■ WHAT YOU HAVE TO DO
Find each line of the entries with the string "below", please, and copy it.
----- PROVIDED RECORDS -----
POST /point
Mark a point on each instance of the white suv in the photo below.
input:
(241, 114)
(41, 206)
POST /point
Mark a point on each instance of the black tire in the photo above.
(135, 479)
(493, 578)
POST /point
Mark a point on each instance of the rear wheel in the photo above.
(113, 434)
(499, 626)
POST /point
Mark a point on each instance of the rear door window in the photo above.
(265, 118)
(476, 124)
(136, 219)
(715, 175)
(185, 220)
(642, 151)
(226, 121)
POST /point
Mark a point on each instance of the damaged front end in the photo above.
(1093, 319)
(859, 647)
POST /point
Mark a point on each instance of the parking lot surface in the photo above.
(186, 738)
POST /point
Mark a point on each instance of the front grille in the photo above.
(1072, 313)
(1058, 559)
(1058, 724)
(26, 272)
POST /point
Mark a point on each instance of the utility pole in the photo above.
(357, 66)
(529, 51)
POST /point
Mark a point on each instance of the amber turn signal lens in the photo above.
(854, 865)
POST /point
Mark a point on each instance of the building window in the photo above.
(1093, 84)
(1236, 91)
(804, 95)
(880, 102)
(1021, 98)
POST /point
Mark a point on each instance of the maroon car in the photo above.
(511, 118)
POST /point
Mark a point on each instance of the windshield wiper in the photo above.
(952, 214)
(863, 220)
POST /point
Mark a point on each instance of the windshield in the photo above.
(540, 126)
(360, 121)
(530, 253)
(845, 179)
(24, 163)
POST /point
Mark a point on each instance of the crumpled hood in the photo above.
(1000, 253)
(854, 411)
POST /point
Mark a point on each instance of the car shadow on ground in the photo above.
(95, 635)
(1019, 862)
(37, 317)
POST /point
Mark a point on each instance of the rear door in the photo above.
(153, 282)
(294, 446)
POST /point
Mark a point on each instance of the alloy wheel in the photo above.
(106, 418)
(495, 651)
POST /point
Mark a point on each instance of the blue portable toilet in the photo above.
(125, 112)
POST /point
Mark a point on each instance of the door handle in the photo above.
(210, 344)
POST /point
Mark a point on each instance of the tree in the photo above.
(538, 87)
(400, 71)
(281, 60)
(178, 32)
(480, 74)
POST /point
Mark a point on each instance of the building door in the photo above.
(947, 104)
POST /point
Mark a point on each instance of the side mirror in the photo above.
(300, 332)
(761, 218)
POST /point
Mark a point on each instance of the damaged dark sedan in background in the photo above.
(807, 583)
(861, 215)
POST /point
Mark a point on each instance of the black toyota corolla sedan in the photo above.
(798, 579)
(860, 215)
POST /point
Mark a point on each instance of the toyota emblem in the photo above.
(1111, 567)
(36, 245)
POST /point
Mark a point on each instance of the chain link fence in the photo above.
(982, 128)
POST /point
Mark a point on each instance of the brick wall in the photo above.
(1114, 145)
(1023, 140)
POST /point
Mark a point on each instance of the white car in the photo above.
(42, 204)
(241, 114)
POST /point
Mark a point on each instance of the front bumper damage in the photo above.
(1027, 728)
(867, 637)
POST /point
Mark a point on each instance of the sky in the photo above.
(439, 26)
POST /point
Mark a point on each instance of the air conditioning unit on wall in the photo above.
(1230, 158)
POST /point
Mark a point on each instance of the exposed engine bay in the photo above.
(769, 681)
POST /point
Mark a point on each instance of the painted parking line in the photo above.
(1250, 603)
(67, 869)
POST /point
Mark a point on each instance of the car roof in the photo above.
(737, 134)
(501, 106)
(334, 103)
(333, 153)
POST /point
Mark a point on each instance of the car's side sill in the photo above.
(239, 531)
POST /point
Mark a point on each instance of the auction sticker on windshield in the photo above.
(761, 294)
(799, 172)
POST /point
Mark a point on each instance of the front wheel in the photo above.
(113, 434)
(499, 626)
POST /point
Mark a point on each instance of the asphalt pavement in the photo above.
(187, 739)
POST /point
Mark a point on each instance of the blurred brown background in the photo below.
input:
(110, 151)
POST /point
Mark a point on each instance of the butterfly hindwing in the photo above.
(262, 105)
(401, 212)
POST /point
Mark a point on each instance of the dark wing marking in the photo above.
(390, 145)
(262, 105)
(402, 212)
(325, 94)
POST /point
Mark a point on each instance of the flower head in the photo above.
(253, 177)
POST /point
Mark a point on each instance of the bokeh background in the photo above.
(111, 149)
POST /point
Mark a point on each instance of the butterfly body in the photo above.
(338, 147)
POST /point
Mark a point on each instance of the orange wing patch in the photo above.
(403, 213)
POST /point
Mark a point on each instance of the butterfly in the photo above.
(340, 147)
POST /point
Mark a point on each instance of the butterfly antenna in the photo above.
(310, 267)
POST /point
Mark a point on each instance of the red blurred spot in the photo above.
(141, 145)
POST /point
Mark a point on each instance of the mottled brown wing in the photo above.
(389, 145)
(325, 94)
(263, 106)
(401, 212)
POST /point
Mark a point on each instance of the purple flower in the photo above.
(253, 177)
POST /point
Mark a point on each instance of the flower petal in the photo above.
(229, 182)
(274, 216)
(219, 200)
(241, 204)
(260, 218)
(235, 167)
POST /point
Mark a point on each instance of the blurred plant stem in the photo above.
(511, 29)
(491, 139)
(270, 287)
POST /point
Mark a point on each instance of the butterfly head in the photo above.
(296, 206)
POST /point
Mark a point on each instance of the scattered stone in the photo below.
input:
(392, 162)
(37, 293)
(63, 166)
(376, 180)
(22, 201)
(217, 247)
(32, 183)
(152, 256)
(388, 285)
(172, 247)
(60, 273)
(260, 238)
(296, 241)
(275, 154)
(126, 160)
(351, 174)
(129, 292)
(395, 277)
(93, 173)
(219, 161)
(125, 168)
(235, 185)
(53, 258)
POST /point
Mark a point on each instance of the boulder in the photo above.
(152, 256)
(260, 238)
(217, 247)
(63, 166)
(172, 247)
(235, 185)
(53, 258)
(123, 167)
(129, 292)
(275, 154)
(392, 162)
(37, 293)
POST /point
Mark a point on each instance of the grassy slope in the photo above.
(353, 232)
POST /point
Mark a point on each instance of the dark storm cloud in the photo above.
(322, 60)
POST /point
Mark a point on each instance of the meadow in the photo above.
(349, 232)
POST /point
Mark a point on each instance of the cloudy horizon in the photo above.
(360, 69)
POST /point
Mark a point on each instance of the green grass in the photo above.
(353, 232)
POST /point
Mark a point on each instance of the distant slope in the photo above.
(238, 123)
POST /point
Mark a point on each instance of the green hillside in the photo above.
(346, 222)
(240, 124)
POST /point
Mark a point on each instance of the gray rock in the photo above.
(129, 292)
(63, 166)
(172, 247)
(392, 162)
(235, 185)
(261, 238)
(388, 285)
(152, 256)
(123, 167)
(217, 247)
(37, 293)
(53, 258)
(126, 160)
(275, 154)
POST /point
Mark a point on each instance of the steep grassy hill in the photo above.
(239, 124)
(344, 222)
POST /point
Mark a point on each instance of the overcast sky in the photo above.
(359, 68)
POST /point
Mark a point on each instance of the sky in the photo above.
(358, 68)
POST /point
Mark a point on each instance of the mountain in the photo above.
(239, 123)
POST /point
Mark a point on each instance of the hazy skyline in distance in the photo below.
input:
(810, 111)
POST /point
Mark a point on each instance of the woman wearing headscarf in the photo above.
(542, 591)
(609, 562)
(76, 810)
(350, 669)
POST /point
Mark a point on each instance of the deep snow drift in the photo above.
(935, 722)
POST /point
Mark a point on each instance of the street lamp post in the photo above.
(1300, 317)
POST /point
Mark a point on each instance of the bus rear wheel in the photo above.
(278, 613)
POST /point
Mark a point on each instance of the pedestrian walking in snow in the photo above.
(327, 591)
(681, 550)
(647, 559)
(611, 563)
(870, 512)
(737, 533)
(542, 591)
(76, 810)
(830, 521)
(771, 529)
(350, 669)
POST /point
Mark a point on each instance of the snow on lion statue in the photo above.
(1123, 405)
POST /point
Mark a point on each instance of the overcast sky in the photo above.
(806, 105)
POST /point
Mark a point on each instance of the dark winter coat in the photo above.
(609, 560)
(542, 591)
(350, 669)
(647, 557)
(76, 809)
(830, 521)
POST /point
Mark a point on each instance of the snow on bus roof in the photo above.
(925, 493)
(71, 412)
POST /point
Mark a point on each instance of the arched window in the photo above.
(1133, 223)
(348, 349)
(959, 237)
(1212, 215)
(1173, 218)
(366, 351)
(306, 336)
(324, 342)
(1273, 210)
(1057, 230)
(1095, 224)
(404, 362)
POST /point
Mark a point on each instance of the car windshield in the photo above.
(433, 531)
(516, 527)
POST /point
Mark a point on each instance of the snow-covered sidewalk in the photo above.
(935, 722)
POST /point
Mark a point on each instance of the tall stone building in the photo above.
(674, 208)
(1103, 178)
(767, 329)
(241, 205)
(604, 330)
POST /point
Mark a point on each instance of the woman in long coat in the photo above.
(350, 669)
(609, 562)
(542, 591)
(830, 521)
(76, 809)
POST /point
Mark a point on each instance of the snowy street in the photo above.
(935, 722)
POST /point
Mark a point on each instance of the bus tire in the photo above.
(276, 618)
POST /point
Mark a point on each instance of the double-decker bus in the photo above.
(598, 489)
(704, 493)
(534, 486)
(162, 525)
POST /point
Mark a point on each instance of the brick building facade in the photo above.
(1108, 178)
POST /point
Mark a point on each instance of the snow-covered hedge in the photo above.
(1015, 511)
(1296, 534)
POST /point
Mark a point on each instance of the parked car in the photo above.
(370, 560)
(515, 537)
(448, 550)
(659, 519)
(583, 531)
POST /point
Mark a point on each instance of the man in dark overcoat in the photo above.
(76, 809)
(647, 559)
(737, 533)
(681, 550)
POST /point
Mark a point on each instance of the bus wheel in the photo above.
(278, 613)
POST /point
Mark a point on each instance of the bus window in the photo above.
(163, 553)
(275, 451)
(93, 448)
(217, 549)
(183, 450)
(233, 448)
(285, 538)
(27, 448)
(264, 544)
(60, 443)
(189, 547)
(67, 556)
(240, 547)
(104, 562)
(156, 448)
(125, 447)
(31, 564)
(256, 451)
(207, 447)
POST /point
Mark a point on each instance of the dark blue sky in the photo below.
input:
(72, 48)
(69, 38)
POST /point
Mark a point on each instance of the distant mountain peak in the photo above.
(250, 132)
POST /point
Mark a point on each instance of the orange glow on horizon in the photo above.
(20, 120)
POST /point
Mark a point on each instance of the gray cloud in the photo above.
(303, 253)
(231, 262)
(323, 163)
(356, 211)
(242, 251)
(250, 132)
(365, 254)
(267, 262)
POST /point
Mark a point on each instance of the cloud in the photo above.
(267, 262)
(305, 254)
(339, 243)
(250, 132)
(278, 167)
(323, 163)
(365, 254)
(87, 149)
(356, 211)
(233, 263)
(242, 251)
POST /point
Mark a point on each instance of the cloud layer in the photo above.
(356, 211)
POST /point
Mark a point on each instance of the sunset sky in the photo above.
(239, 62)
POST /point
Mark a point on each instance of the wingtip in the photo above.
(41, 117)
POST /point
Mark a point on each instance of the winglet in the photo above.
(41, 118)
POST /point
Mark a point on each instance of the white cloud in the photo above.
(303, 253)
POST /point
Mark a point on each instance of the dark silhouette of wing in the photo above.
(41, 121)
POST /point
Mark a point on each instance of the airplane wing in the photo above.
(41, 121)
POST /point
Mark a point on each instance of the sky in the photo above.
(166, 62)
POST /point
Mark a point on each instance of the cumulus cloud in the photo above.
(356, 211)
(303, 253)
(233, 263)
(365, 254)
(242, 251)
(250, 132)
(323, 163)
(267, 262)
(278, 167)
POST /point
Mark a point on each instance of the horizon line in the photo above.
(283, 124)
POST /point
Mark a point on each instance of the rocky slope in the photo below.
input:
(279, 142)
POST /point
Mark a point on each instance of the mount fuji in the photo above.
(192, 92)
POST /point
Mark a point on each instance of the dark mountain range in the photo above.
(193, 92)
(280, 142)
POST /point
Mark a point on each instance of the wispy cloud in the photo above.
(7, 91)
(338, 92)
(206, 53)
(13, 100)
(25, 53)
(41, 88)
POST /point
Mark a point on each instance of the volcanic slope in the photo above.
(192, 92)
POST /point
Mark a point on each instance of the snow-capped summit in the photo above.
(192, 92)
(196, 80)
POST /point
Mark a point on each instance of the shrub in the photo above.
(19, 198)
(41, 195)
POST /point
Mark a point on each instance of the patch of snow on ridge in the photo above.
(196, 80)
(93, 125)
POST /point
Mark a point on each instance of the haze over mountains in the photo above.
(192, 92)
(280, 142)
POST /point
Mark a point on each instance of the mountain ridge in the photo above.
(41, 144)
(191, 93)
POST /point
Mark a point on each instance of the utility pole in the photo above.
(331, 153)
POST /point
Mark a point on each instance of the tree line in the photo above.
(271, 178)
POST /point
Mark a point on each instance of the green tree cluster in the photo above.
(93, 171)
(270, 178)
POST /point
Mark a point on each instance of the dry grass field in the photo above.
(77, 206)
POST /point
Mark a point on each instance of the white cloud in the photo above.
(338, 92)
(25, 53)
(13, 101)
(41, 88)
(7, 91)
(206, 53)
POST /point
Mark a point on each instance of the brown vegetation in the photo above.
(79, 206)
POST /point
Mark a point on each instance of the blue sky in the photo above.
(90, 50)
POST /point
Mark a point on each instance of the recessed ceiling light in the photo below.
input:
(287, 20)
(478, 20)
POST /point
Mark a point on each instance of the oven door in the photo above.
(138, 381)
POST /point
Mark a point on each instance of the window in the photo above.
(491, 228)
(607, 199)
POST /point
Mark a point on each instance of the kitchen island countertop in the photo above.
-----
■ SOLUTION FOR THIS PROBLEM
Mark a point on each instance of the white suv in the photo below.
Mark a point on each instance of the blurred brown background in the photo below.
Mark a point on each instance of the scattered stone in the photo below.
Mark a point on each instance of the hazy skyline in distance in the photo below.
Mark a point on each instance of the dark blue sky in the photo below.
Mark a point on each instance of the rocky slope in the photo below.
Mark a point on each instance of the recessed ceiling light in the photo below.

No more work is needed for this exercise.